Katrin Grabner: „Es liegt den Menschen am Herzen, in der Pflege zu arbeiten.”

Foto: Grabner
Der Pflegeberuf ist herausfordernd, anstrengend und oft schlecht bezahlt. Was in der öffentlichen Diskussion zu kurz kommt: Pflegepersonen machen ihre Arbeit trotz der schlechten Umstände gerne. Katrin Grabner hat in ihrem Buch "Und trotzdem - 23 ganz schön ehrliche Geschichten aus der Pflege" mit Betroffenen darüber gesprochen, warum das so ist - und was verbessert gehört.

Derzeit arbeiten etwa 127.000 Menschen in der Pflege. Ein Drittel der vorhandenen Pflegekräfte (ca. 42.000) geht in den nächsten Jahren in Pension. Dazu kommt, dass die Bevölkerung in Österreich immer älter wird und die Ausweitung von Pflegediensten erforderlich ist. Bis 2030 braucht Österreich geschätzt 75.700 zusätzliche Pflegepersonen. Das ist mehr als die Hälfte der bereits heiklen Ausgangssituation. 

Besonders betroffen sind Diplomierte Pfleger:innen, für die der Bedarf bereits ab 2024 nicht mehr gedeckt werden kann. Expert:innen empfehlen dringend, Pflegeberufe attraktiver zu gestalten, um dem drohenden Fachkräftemangel entgegenzuwirken.

********************

Greif den Text über den Pflegeberuf nach seinem letzten Satz auf und schreib ihn weiter.

********************

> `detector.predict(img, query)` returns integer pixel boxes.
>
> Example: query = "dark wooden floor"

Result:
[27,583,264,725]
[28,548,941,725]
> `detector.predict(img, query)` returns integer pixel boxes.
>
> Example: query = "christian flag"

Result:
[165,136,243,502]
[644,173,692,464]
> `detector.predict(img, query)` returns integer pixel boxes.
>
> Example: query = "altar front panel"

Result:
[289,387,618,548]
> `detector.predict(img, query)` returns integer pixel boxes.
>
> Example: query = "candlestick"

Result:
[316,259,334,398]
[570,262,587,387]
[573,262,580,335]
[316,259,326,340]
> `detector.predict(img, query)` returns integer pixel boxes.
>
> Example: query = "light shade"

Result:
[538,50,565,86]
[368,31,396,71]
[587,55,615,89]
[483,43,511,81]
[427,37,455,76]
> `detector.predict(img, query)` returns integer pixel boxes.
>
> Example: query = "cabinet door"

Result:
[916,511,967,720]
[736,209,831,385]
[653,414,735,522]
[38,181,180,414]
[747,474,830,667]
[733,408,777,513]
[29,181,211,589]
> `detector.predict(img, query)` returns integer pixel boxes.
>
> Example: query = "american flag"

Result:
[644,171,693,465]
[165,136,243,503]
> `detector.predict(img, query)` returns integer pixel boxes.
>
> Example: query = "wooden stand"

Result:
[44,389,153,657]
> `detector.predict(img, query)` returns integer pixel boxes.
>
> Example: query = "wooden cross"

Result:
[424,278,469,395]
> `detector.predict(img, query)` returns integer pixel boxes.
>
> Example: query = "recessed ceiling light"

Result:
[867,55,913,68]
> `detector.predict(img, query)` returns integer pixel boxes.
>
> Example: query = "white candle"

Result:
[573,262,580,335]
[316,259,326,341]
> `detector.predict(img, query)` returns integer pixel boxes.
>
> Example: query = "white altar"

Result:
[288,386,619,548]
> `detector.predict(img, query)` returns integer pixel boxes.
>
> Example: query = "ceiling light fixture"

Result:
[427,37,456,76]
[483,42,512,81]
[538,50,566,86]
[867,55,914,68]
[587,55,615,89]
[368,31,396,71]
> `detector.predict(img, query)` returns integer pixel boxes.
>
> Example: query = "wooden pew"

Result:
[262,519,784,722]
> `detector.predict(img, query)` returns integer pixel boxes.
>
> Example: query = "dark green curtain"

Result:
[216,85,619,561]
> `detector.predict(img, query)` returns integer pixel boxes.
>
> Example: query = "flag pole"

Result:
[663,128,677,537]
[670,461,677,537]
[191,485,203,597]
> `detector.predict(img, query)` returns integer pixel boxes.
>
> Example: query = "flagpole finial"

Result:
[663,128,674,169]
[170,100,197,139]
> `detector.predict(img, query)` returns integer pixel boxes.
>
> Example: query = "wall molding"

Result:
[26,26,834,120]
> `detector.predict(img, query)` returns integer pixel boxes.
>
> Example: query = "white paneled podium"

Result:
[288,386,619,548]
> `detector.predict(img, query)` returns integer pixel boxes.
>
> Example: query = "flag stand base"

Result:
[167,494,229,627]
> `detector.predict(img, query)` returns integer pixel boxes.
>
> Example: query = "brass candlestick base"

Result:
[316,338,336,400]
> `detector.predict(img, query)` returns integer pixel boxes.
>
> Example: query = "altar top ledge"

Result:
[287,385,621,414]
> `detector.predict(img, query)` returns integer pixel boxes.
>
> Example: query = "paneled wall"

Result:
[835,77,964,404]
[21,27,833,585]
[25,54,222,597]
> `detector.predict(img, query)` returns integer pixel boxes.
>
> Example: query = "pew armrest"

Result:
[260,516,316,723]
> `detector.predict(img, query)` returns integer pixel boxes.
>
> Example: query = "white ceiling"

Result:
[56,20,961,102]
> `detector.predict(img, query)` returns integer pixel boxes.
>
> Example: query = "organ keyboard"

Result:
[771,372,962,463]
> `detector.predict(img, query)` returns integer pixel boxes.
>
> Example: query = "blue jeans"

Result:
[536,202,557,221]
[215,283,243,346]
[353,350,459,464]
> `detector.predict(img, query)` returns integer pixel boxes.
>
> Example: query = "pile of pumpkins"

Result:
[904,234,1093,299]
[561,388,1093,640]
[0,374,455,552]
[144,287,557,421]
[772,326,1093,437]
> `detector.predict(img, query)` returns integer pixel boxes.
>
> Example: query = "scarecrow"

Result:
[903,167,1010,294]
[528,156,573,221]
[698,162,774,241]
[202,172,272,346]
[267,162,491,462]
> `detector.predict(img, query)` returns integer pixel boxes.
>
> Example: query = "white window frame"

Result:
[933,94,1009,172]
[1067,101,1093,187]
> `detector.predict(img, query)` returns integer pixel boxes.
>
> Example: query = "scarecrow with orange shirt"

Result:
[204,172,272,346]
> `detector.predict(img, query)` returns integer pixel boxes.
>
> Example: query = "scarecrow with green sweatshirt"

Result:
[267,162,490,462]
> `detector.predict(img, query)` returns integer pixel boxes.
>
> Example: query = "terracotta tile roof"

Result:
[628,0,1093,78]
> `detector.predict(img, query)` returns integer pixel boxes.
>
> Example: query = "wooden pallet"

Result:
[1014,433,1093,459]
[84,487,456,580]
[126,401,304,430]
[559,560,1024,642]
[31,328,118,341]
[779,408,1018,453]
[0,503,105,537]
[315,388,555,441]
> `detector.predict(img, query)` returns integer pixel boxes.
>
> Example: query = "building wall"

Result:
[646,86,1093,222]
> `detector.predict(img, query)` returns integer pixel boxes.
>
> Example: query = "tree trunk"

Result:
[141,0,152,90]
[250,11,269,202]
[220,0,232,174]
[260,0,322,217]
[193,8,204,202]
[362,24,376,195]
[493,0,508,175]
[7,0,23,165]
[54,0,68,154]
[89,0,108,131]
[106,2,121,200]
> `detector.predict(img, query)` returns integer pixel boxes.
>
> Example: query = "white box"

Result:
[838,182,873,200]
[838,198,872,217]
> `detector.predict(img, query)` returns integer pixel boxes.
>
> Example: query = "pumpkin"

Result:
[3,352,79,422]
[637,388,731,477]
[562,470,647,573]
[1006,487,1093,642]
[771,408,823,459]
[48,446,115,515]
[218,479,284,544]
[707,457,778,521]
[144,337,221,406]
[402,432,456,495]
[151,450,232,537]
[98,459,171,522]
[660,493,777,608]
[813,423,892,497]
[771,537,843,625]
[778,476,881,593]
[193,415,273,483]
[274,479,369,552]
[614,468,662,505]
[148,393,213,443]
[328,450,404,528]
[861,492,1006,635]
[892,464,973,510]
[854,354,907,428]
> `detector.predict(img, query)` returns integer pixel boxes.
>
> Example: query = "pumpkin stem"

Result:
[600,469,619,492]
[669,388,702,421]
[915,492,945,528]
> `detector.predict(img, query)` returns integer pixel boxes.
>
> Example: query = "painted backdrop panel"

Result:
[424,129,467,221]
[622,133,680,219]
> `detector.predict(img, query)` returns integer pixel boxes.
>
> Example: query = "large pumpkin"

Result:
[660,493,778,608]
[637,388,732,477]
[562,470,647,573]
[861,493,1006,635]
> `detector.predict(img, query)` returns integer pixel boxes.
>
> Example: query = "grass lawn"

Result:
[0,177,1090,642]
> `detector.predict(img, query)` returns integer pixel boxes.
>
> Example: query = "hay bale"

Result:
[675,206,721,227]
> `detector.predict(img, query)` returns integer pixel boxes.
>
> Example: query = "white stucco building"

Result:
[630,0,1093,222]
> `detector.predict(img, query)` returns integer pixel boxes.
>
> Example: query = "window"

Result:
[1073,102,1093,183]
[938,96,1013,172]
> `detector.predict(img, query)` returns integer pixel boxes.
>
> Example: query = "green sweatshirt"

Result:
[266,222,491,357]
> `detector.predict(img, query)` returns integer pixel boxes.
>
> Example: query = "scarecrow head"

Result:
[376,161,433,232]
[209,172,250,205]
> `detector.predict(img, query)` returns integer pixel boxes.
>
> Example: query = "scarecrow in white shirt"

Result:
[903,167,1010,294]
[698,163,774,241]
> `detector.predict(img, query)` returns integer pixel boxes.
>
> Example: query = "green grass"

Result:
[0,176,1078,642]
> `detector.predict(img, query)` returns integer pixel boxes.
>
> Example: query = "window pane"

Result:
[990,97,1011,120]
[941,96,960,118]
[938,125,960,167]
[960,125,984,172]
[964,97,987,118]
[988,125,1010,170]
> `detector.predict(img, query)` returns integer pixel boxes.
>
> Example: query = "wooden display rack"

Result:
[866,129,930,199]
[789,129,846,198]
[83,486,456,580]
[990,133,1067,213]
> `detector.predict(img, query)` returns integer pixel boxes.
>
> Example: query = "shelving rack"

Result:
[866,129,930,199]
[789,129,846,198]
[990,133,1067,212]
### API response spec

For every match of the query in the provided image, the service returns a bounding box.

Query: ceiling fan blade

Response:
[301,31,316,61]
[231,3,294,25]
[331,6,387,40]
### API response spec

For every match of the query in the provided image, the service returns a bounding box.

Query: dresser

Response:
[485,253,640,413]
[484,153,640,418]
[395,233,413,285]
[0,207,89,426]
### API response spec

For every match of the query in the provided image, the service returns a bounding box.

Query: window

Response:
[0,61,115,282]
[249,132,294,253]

********************

* [Ergebnis]
Wie schaffen wir das? Das wissen Pflegepersonen selbst am Besten – und müssen in öffentlichen Debatten häufiger selbst zu Wort kommen. In ihrem neuesten Buch „Und trotzdem – 23 ganz schön ehrliche Geschichten aus der Pflege“ gewährt die Journalistin und Autorin Katrin Grabner einen tiefen Einblick in die Realität der österreichischen Pflegelandschaft. Grabner zeigt, dass neben den Herausforderungen Menschen ihren Beruf mit Professionalität, Freude und Hingabe leisten. Diese Motivation jedoch aufgrund mangelnder Anerkennung und schlechter Rahmenbedingungen verloren geht. Im Interview mit Moment.at betont die Autorin die Bedeutung, mit Pflegepersonen zu sprechen, statt über sie: „Nur sie wissen, was sie jetzt brauchen.“
 

Moment.at: Ihr Buch zeigt, wie facettenreich der Beruf und die Tätigkeitsfelder in dieser Branche sind. Welche Aspekte vermissen Sie und Pflegende in den öffentlichen Diskussionen über den Beruf?
 
Katrin Grabner: In der öffentlichen Debatte geht es meistens nur um den Personalmangel, speziell in Pflegeheimen und Krankenhäusern. Pflege findet aber in ganz vielen Einrichtungen und auf ganz vielen Ebenen statt. Die Sichtbarkeit von allen Bereichen war ein großer Anspruch für dieses Buch. In der Angehörigenpflege geht es zum Beispiel nicht nur um die Eltern, die älter werden, sondern auch um den Alltag von Veronika Engl. Sie ist Diplomierte Gesundheits- und Krankenpflegerin und Mutter einer Tochter mit Behinderung. Oder auch um Margarete Denner, die ihren Ehemann Manfred mit ALS, seit mehr als 35 Jahren pflegt. Auch Konstantin Prager gibt Einblicke in seine Erfahrungen als sogenannter „Young Carer“. Er hat bereits mit 14 Jahren seine Mutter nach einem Unfall gepflegt.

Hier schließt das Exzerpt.